What is needed:
Answer these questions from the LED bulb passage, one line each:
1. How many LED elements are connected in series in each LED element row?
2. Between which two values does the peak wavelength of the LED elements' emitted light fall?
3. Which two resins are named as transparent materials for the mold member?
>> BEGIN Reading passage
In each of the LED module 30 illustrated in FIGS. 3A and 3B, for example, five LED element rows 31 each including four LED elements 32 connected to each other in series are mounted on the surface of the LED substrate 21 in parallel in the longitudinal direction of the LED substrate 21 as illustrated in FIG. 4.
Reference numeral 22 in FIG. 4 denotes a circuit pattern formed of copper (hatched in FIG. 4 for the sake of convenience), reference numeral 23 denotes a power feeding gold wire bonded on the circuit pattern 22, and reference numerals 25 denotes pads for connecting lead wires 33 for power feeding with soldering or the like.
The LED element 32 employed here is a LED element with its emitting light having a peak wavelength between 445 nm to 460 nm, for example. As the LED element, those having a configuration in which a nitride-based semiconductor layer laminated on a sapphire substrate, for example, may be used.
The mold member 35 is formed by mixing phosphor in transparent resin, and the phosphor is excited by light from the LED elements 32, whereby blue light emitted by the LED elements 32 is converted into light having a predetermined wavelength to be radiated.
Examples of a transparent material used for the mold member 35 include silicone resin and epoxy resin, for example.
Examples of a phosphorous material which may be used here include, for example, phosphorous materials (yellow phosphor) such as cerium-activated yttrium alumina phosphor (YAG), cerium-activated terbium alumina phosphor (TAG), alkali earths silicate phosphor (BOSS), and one of these materials may be used alone, or a plurality of types of those may be combined.
Therefore, in the LED bulb 10 described above, as described above, the LED modules 30 in the light-emitting portion 20 are incorporated in the optical member (light-radiating member) 40, and the optical member 40 includes optical functional portions 45 configured to direct the light in the longitudinal directions of the LED substrates 21.
The optical functional portions 45 of the optical member 40 as illustrated in FIG. 3 include, for example, first slant surfaces 41 inclined so that an extension thereof intersects the direction of one of extensions of the LED substrates 21 in the longitudinal direction thereof, and second slant surfaces 42 inclined so that an extension thereof intersects the direction of the other extension of the LED substrate in the longitudinal direction thereof, and are formed so as to face surfaces of the LED substrates 21 on which the LED elements 32 (see FIG. 4) are mounted. In other words, said optical functional portion 45 includes a first slant surface 41 and a second slant surface 42, wherein said first slant surface 41 is inclined so that an extension thereof intersects the longitudinal direction of the LED substrate 21 at a first angle, and said second slant surface 42 is inclined so that an extension thereof intersects the longitudinal direction of the LED substrate 21 at a second angle, that is different from the first angle.
Specifically, the optical member 40 in this example is formed with a plurality of triangular prism-shaped portions 43 each including the first slant surface 41 and the second slant surface 42 as two planes interposing an apex therebetween arranged on peripheral side surfaces of a parallelepiped mass member thereof each opposing the one surface of each of the LED substrates 21. The triangular prism-shaped portions 43 are formed so as to be arranged in the longitudinal direction of the LED substrates 21 along one of the surfaces thereof, and the optical functional portions 45 are formed by surfaces with projections and depressions formed of the plurality of triangular prism-shaped portions 43. Triangular prism shaped light-irradiation portions 46 are formed on both peripheral side surfaces of the mass member which constitutes the optical member 40 in the longitudinal directions of the LED substrates 21. Furthermore, a triangular prism shaped light-irradiation portion 47 is formed on an upper surface of the mass member so as to extend in the longitudinal direction of the LED substrates 21.
>> END Reading passage
>> BEGIN Given material
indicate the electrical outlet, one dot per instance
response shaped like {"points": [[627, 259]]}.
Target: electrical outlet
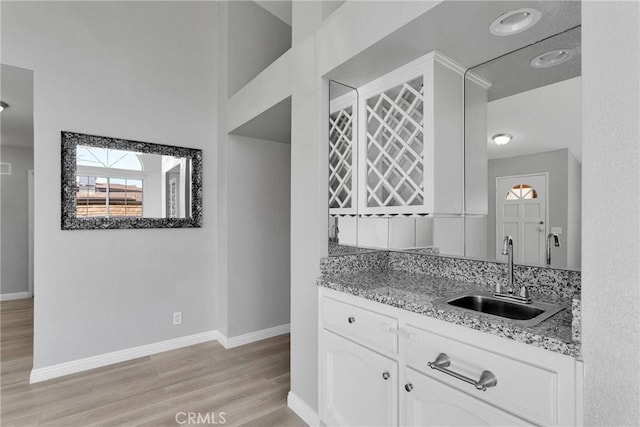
{"points": [[177, 318]]}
>> END Given material
Complete answer:
1. Four
2. 445 nm and 460 nm
3. Silicone resin and epoxy resin